Write the next passage of the text on cardiac amyloidosis, starting right after its last sentence.
*** Opening of Text ***
Myocardium with myocyte dropout due to interstitial fibrosis and amyloid deposition, seen as lightly eosinophilic material within the bluish fibrous tissue.
A Congo red stain highlights the intermixed amyloid (pink material) associated with the myocytes.
In another area of the myocardium, amyloid deposit within a vessel can be appreciated. Note the amyloid vessel highlighted by the Congo Red stain on the right.
The heart is the major organ involved by senile systemic amyloidosis. The amyloid deposits can lead to a restrictive cardiomyopathy (diastolic dysfunction due to stiffening of ventricles) and arrhythmias. The amyloid protein is composed of transthyretin (TTR), which normally functions to transport thyroxine and retinol. Note that in sporadic senile amyloidosis, the TTR is structurally normal. However, mutant forms of TTR may also be deposited and interestingly, 4% of the US African-American population carry this mutant allele and cardiac amyloidosis has been identified in both homozygous and heterozygous patients.1
Aside from senile systemic amyloidosis, cardiac amyloidosis can occur in any form of systemic amyloidosis -- this includes primary amyloidosis associated with plasma cell dyscrasia or secondary amyloidosis associated with a reactive inflammatory process such as infections or rheumatoid arthritis. Many familial (inherited) forms of amyloidosis exist as well.
Histologically, deposits initially accumulate between the muscle fibers in the subendocardium and myocardium. Expansion of these amyloids eventually compress adjacent muscle fibers and lead to pressure necrosis. If the deposits involve the conduction system, arrhythmias may occur.
*** Close of Text ***
*** Opening of Data supplied ***
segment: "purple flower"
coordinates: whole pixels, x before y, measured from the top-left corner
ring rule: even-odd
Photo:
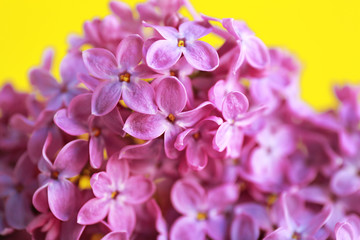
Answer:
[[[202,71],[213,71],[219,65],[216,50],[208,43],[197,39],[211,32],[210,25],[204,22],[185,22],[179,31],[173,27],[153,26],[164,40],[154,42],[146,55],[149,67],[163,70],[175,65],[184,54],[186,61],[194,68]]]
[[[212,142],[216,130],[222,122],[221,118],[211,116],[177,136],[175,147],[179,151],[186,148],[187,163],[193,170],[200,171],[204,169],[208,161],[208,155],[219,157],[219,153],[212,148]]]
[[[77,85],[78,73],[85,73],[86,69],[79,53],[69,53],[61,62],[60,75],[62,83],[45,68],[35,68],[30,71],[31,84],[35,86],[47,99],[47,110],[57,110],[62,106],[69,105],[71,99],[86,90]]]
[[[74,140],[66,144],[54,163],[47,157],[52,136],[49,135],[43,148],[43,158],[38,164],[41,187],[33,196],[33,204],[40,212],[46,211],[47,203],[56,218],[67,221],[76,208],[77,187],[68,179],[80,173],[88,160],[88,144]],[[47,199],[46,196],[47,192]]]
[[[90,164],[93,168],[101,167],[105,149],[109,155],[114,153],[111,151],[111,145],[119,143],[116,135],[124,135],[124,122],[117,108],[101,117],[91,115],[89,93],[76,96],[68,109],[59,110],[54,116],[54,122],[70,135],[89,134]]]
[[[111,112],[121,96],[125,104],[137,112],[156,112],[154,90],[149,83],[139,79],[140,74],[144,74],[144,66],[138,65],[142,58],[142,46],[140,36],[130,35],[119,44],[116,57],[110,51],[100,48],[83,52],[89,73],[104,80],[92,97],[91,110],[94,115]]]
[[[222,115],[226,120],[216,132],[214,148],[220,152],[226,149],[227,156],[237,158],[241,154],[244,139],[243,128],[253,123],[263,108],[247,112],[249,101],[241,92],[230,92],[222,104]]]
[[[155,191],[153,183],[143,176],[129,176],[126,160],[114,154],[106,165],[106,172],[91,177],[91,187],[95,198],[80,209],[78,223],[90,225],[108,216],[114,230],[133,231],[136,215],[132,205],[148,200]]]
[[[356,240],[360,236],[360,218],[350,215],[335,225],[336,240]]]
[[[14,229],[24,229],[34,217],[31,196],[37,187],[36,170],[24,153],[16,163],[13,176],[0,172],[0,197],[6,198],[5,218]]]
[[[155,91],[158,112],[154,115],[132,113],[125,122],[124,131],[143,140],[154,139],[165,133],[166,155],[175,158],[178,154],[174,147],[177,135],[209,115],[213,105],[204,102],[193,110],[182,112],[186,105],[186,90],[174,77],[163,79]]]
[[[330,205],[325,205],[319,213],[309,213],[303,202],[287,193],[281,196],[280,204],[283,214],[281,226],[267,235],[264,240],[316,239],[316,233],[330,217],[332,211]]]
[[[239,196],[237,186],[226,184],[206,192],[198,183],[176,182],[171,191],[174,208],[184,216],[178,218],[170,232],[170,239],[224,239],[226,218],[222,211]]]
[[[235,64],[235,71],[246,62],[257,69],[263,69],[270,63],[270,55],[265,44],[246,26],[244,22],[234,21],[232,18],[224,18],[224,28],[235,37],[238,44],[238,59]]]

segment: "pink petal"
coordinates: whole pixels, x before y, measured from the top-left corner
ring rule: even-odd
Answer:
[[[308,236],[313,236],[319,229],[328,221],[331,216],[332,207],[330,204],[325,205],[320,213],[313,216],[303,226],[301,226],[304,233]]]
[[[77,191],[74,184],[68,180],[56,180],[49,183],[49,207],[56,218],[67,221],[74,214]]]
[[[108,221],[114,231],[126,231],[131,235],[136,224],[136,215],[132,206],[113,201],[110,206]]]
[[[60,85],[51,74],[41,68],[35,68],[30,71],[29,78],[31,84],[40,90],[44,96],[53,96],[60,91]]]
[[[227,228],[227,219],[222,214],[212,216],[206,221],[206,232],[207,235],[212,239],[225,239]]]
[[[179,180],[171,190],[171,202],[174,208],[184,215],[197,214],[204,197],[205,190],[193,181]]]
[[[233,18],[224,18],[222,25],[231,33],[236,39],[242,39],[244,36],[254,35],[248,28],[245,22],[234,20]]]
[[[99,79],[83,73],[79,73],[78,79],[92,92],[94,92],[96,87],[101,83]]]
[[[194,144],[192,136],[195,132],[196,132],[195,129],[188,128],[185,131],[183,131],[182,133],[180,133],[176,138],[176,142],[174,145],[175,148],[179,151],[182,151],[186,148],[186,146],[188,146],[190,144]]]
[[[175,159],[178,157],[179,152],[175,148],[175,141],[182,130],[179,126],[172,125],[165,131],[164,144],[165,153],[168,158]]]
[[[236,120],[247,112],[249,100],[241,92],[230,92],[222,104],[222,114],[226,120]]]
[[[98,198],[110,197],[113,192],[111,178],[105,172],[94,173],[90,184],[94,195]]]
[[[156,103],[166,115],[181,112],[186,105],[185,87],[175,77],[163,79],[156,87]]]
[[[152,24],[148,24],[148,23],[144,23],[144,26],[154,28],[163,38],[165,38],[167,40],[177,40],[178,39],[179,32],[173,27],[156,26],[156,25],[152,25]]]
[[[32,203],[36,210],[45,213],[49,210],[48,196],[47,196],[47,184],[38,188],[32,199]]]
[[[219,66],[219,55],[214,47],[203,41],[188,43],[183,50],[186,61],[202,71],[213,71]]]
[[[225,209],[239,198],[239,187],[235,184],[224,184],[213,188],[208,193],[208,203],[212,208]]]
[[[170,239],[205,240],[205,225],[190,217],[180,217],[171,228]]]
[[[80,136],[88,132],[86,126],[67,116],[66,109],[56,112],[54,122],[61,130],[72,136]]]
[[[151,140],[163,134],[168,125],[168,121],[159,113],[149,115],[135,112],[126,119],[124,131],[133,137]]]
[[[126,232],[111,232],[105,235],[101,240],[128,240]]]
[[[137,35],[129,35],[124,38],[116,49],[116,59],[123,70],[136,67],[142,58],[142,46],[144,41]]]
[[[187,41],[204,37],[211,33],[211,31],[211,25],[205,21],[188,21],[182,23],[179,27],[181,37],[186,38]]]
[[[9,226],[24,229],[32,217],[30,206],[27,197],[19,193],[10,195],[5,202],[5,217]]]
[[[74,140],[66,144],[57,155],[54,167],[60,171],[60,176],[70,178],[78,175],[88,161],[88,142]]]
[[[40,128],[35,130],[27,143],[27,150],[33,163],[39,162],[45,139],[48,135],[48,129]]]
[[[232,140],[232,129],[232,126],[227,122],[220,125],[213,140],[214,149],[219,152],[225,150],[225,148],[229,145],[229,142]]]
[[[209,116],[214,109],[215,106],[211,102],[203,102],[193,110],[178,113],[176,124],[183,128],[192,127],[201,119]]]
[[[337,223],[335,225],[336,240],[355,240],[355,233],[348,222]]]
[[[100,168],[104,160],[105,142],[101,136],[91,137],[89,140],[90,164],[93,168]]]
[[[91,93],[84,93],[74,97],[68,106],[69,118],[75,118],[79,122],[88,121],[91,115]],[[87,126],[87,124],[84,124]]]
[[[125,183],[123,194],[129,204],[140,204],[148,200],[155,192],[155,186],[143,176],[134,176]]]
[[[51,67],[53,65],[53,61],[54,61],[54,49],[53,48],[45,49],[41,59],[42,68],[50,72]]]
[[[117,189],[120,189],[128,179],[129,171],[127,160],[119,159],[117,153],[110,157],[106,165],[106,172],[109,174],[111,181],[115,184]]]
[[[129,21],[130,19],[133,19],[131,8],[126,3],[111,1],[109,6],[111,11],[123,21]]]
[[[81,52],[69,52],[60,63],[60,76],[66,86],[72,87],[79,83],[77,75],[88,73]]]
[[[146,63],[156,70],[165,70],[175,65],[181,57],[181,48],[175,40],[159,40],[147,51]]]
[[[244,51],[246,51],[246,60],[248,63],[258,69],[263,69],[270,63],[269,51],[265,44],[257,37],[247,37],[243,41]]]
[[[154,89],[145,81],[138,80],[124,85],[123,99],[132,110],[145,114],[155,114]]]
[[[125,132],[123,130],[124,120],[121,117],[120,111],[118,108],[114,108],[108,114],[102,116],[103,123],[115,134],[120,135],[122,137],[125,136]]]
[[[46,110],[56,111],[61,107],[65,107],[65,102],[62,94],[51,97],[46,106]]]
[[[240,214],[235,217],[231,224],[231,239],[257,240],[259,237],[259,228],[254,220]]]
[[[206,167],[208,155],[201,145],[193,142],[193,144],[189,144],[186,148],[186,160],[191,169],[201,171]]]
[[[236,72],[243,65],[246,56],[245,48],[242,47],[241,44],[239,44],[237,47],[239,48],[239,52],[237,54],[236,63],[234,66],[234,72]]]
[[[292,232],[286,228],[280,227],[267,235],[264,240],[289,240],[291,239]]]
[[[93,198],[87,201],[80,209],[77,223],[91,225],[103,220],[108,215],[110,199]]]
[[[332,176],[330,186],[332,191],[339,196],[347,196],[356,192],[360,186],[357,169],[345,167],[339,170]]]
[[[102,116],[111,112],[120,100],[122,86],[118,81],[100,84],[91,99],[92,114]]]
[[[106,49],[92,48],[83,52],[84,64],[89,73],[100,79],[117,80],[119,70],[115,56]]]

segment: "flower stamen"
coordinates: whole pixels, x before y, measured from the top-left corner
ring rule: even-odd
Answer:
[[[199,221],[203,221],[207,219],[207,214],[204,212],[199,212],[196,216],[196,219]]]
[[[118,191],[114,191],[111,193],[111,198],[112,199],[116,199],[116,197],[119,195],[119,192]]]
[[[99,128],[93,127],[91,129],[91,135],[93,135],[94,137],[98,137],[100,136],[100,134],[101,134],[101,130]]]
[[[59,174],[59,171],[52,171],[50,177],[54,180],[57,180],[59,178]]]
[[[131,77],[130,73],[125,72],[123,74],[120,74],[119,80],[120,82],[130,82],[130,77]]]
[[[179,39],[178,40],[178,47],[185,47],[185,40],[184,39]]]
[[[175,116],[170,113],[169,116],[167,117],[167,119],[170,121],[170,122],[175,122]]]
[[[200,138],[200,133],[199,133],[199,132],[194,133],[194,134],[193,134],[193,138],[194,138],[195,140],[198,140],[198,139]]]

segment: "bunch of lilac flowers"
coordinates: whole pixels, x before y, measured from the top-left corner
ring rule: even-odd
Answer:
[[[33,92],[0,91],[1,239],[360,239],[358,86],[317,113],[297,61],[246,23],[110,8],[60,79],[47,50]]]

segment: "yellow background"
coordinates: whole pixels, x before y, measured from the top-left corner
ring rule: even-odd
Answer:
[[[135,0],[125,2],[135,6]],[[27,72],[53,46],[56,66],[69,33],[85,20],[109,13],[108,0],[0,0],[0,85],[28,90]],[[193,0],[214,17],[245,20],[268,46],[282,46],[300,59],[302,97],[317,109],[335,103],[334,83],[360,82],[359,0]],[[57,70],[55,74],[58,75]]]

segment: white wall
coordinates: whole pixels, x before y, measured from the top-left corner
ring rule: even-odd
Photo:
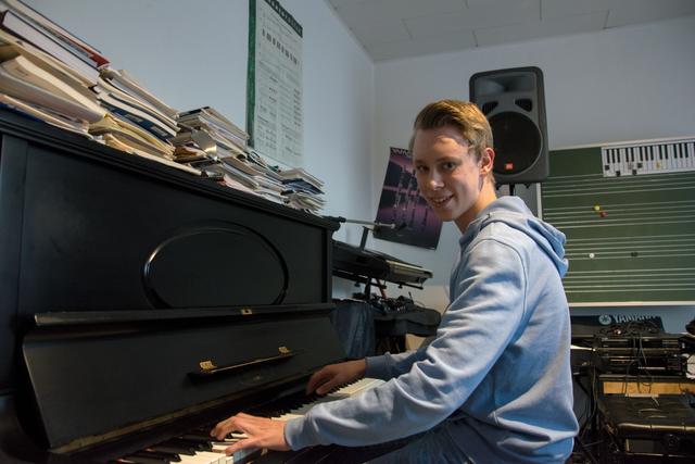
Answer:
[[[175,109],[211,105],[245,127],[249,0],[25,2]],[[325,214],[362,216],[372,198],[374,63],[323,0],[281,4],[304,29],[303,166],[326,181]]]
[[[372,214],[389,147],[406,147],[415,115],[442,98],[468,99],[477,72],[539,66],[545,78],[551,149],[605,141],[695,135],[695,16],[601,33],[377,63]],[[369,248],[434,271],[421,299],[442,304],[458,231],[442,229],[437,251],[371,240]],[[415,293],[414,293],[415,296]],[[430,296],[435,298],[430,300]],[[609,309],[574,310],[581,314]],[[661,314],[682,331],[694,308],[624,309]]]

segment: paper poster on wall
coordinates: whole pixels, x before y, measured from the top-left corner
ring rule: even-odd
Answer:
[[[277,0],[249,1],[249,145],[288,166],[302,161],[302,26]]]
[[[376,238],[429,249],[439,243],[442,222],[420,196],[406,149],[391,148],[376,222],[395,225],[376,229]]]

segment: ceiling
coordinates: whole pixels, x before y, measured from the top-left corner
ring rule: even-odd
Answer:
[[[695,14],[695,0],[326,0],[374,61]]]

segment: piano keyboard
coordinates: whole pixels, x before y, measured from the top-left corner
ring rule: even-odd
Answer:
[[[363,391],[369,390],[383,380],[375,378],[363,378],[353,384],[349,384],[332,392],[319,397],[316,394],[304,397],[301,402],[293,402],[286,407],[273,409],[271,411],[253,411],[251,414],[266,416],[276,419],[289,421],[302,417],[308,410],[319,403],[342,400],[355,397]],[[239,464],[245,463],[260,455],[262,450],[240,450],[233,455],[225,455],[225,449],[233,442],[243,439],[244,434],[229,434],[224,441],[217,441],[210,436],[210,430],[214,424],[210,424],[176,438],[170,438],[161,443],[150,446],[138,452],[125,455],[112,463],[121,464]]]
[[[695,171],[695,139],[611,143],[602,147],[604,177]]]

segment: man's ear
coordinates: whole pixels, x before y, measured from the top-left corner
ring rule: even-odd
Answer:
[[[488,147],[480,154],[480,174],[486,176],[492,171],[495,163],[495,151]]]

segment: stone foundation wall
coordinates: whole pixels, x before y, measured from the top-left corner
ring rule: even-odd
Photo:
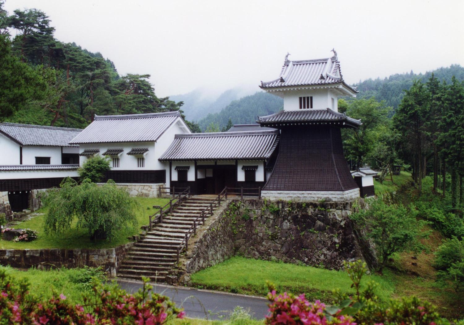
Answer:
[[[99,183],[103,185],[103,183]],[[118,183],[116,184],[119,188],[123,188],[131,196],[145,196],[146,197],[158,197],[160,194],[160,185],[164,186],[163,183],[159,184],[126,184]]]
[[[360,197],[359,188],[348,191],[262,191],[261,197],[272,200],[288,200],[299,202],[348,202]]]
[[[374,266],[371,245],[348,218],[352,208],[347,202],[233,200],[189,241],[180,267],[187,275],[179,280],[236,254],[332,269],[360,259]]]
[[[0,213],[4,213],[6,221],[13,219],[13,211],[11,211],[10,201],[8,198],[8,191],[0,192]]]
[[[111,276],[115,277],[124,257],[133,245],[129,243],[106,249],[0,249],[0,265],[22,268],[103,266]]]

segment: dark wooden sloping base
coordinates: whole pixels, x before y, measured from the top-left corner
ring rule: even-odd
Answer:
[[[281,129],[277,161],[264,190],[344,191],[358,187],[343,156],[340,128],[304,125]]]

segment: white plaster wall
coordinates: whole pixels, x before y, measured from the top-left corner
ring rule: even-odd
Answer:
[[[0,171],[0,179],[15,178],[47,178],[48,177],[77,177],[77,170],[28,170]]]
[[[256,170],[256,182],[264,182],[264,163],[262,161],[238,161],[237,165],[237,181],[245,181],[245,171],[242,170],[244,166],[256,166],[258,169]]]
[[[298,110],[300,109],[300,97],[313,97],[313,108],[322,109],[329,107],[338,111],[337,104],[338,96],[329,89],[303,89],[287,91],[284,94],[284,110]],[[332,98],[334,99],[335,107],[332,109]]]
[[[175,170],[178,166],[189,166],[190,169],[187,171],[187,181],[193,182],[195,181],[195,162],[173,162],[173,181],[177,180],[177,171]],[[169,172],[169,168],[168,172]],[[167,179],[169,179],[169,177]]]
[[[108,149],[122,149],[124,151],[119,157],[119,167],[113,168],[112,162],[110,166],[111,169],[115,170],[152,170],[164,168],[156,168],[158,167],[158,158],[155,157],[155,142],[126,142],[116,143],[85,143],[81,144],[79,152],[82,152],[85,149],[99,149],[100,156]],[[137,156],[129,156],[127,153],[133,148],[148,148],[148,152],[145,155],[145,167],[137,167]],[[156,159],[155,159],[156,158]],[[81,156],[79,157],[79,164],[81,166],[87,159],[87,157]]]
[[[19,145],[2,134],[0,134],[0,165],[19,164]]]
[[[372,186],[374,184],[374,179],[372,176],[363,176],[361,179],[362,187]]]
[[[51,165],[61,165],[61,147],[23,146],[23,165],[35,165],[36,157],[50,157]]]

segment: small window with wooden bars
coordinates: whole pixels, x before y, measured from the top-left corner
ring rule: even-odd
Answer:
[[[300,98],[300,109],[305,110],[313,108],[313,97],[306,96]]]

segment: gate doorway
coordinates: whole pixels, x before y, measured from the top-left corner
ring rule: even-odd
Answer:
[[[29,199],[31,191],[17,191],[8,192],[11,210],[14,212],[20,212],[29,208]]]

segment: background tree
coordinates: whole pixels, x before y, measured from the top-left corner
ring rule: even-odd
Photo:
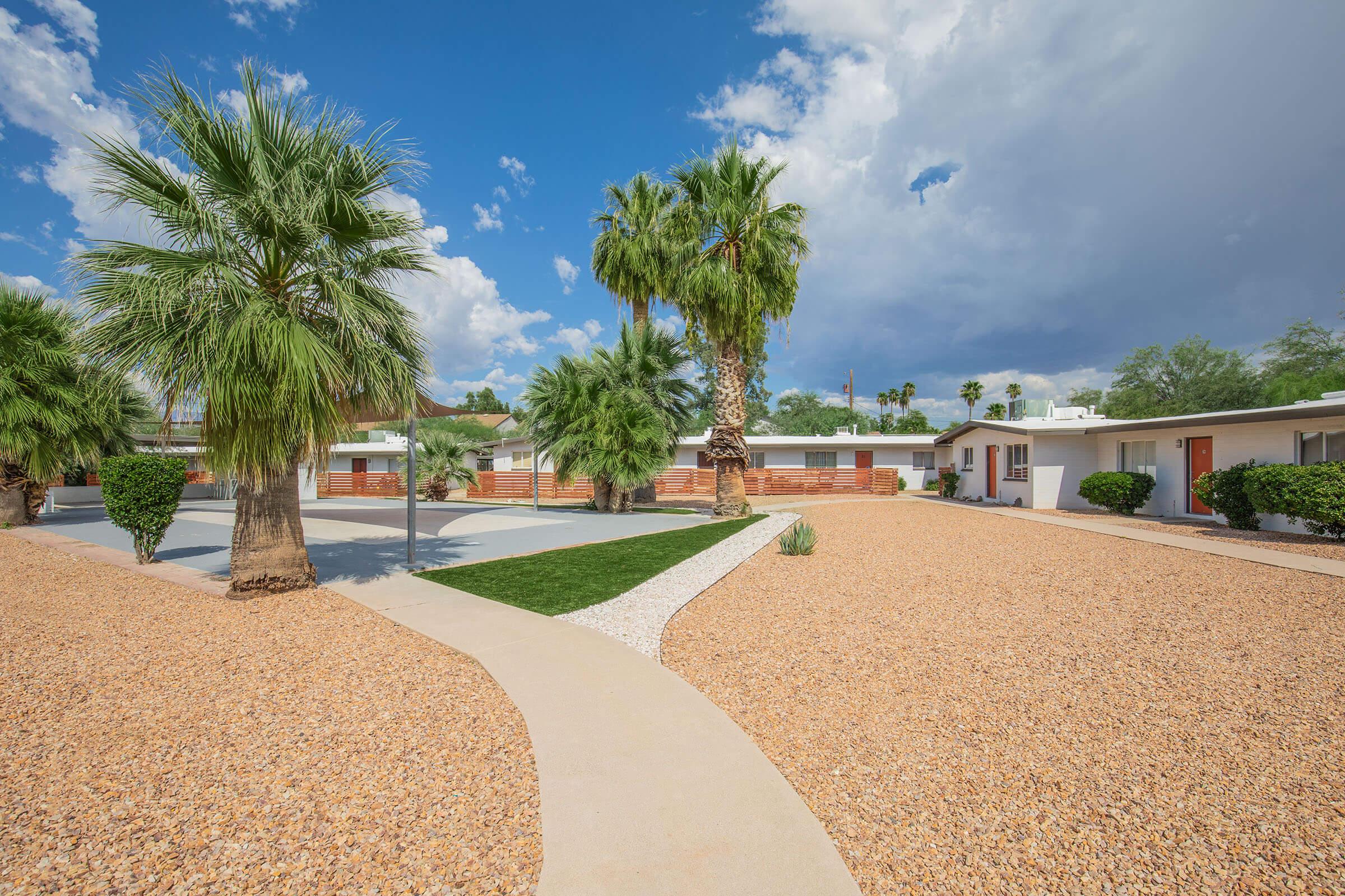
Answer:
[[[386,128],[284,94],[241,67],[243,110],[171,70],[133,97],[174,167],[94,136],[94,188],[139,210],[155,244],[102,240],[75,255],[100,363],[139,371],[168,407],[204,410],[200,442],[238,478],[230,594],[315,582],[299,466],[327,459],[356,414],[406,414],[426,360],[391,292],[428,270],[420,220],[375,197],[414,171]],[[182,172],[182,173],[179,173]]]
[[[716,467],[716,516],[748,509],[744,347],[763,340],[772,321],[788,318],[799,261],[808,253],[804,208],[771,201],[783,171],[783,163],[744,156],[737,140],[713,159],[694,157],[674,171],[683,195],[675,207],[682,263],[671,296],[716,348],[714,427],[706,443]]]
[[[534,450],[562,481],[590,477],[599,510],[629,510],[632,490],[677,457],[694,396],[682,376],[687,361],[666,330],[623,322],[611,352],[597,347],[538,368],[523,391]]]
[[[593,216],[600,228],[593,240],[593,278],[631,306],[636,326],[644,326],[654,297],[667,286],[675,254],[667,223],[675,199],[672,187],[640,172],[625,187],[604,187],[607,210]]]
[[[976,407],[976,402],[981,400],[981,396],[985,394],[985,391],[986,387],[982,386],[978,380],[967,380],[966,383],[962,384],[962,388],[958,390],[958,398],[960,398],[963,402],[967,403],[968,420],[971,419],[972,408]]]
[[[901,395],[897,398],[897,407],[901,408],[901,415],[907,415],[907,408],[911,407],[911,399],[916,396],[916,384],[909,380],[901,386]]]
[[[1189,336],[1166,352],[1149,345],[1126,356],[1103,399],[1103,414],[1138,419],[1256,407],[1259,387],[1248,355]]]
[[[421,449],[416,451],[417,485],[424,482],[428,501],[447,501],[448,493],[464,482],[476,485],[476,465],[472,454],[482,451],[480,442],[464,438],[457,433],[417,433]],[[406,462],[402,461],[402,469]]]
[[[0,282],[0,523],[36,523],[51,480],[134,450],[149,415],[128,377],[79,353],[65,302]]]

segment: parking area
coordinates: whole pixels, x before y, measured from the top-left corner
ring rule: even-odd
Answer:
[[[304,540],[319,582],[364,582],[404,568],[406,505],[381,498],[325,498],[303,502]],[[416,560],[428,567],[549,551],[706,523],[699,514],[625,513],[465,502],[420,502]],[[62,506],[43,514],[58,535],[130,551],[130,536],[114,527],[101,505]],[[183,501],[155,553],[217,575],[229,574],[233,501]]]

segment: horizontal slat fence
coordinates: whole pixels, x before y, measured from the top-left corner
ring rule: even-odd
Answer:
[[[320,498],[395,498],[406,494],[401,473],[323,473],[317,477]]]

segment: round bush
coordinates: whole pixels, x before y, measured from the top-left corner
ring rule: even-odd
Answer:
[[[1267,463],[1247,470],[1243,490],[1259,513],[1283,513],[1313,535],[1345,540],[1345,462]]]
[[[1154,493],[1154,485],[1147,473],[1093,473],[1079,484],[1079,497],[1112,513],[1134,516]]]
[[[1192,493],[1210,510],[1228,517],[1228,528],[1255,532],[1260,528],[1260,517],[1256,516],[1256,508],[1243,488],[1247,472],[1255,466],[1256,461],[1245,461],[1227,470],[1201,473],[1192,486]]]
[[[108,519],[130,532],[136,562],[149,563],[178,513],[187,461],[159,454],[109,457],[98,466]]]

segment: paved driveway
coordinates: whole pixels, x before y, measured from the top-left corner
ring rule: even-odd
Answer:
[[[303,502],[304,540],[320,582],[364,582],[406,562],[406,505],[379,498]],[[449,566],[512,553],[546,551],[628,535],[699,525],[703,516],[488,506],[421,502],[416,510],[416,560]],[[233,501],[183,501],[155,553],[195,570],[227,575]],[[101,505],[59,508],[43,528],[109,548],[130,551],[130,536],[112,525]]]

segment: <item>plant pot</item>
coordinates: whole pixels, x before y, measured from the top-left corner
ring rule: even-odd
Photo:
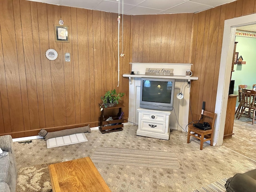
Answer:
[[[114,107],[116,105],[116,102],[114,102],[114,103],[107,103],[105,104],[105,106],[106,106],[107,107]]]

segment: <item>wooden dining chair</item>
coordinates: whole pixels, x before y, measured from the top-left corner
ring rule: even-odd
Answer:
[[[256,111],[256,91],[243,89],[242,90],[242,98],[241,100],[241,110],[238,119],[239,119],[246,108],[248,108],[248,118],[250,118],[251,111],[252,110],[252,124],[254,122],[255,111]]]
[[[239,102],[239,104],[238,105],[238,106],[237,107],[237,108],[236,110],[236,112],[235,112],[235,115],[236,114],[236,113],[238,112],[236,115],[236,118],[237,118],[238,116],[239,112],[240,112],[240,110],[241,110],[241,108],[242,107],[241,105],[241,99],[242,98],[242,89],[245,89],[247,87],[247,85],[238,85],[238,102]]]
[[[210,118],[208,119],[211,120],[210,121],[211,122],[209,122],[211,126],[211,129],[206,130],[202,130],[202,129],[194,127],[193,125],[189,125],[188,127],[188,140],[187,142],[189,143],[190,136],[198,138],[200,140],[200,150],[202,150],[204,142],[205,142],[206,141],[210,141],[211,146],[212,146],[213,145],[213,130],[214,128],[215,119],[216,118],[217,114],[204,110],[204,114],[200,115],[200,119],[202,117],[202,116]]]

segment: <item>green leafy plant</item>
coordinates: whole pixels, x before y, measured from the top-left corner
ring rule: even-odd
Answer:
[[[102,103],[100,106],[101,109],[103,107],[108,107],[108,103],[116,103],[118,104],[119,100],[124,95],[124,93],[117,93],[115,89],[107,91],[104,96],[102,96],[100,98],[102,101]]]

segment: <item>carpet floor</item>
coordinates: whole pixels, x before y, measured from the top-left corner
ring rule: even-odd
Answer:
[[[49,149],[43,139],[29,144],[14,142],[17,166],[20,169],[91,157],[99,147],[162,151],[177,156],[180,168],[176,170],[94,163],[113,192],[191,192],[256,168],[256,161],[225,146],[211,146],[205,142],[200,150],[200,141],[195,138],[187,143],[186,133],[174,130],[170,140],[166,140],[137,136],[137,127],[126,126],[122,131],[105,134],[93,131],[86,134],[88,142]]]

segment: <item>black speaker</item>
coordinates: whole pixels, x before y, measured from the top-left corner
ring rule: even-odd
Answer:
*** Close of Data supplied ***
* Response *
Primary amyloidosis, also called AL type for amyloid light chain elaborated by plasma cells, carries a poor prognosis. Management is directed at alleviating symptoms of heart failure (usually restrictive cardiomyopathy) and chemotherapy for the underlying plasma cell dyscrasia.2
Secondary amyloidosis, also called AA type for amyloid-associated proteins made by the liver, usually does not involve the heart -- in cases of cardiac involvement, clinical symptoms are usually mild.
In advances cases of senile systemic amyloidosis (deposition of wild type TTR) and familial amyloid neuropathies (inheritance of mutant TTR), cardiac transplanation may be considered.
1 Kumar V, Abbas AK, Fausto N. Robbins and Cotran Pathologic Basis of Disease. 7th Ed. Philadelphia, PA: Elsevier; 2005: 258-64.
2 Mills SE, ed. Sternberg's Diagnostic Surgical Pathology. 5th ed. Philadelphia, PA: Lippincoott Williams & Wilkins; 2009: 1187-8.